§ **EXERCISE BRIEF**
The tail of the records, from the line containing "# for every" through the final line, should be printed exactly and on its own.
-- ENTRIES SUPPLIED follows --
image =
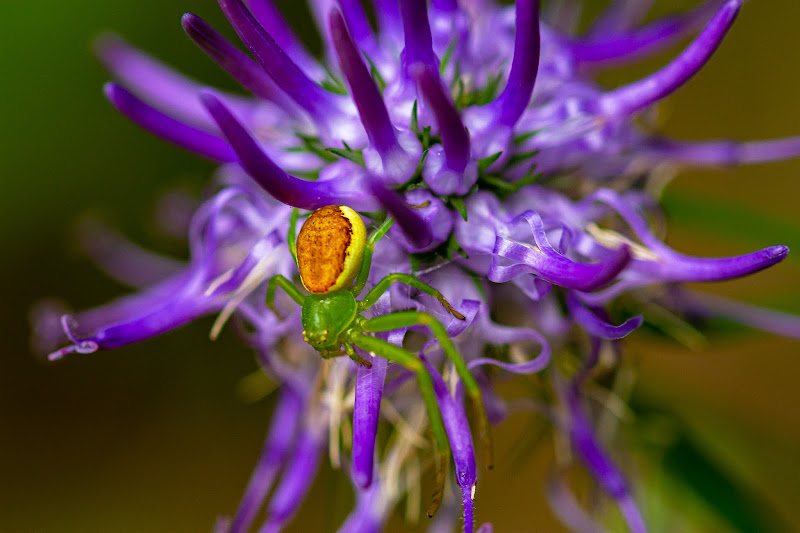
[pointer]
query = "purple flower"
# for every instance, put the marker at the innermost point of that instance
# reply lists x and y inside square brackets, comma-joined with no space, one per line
[456,119]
-- ENTRIES SUPPLIED concluded --
§ **RESPONSE BELOW**
# for every instance, put the marker at the innermost point of that instance
# reply lists x and y inside square brackets, comma-joined with no space, one per line
[456,119]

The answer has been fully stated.